▶ **DIRECTIONS**
1. Collect every line in the rows below that contains the word "handle", and copy each of those lines out in full.
2. Carry on the passage about Batavia's housing shortage and the Kramat houses from the point where it ends.

Most meetings of the Batavia/Jakarta City Council between 1908 and 1911 were dominated by debates and decisions to tackle the city’s severe housing shortage. A newspaper in January 1909 elaborated on the “housing misery” and explained that residential houses in Batavia for middle-income households were too expensive or of poor quality: “Often residents with a small or medium income have to search for houses beyond their buying power or are forced to live in the kampungs”. In 1908 the ‘Bataviaasche Bouwmaatschappij’ (Batavia Building Company) was established with the goal to build good quality and affordable houses.
De Bouwploeg
Nearly two years before this company merged into ‘N.V. De Bouwploeg’ and focused on the masterplan for New Gondangdia and Menteng, it started to experiment in Kramat. The company bought a sizeable piece of land that stretched out from Kramatlaan (now Jalan Kramat V) to Salembaplein (now Jalan Kramat VI) and Laan Wiechert (Jalan Kramat VII), all side streets of the main north south Kramat road. On this piece of land were the ruins of the former Kramat Hotel. Architect P.A.J. Moojen (1879-1955), who arrived in Indonesia in 1903 and was partner of the firm Biezeveld and Moojen in Bandung until 1910, had already designed the new dining rooms of Hotel des Indes and Hotel de Nederlanden (1906), the book store of Visser & Co (1907) and the new NILLMIJ head office (1909), all in Batavia/Jakarta. He was commissioned to design 120 new houses along the forementioned 3 streets in Kramat. Moojen used solid materials and most houses featured innovative designs and fittings (more in the next post).

▶ **AVAILABLE DATA**

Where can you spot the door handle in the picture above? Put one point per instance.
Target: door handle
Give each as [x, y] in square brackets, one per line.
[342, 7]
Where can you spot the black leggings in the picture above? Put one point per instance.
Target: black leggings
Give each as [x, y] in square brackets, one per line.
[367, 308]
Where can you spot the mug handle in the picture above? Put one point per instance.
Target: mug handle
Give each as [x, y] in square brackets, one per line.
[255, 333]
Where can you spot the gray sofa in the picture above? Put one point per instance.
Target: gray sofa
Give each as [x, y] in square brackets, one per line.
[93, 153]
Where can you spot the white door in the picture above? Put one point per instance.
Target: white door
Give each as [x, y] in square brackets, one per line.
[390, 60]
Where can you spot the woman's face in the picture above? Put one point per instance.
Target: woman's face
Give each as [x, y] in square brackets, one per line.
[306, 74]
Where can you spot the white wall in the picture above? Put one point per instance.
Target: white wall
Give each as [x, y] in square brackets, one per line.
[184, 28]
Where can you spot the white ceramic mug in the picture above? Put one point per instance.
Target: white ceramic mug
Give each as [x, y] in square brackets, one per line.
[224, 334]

---

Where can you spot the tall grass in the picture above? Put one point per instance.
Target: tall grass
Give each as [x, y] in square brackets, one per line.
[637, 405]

* * *

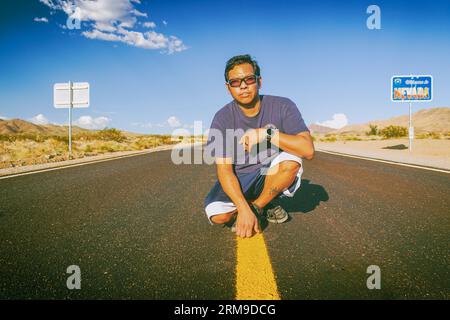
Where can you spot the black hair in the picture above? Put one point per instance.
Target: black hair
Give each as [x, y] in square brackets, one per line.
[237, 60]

▶ **ANSWERS TO THE EXERCISE**
1.
Where can you spot the door handle in the picture above? Put one point per instance.
Target: door handle
Where can you spot the mug handle in the picture above? Put one point per instance.
Target: mug handle

2.
Kramatpark
Despite the luxury appearance, especially those with two-storeys, they were still marketed as affordable. The monthly rental price varied between 75 and 125 guilders for a two-storey house. The Bataviaasche Bouwmaatschappij remained the owner of all houses. Only 22 houses had two-storeys. These were built at the end of Kramatlaan (which was called ‘Kramatpark’ in popular speech but never obtained that name officially) and the end of Laan Wiechert (Jalan Kramat VII), close to the Ciliwung River. A number of these two-storey houses do still exist today, of which four adjacent houses on Jalan Kramat VII (numbers 23, 25, 27 and 29) are the most eye-catching. These four houses are all visible on the historic picture from 1912, and in the same sequence on the four coloured photos of 2014 and 2015. We were kindly alerted by Scott Merrillees that a number of these houses do still exist today. All photos are individually posted in the comments below this post too.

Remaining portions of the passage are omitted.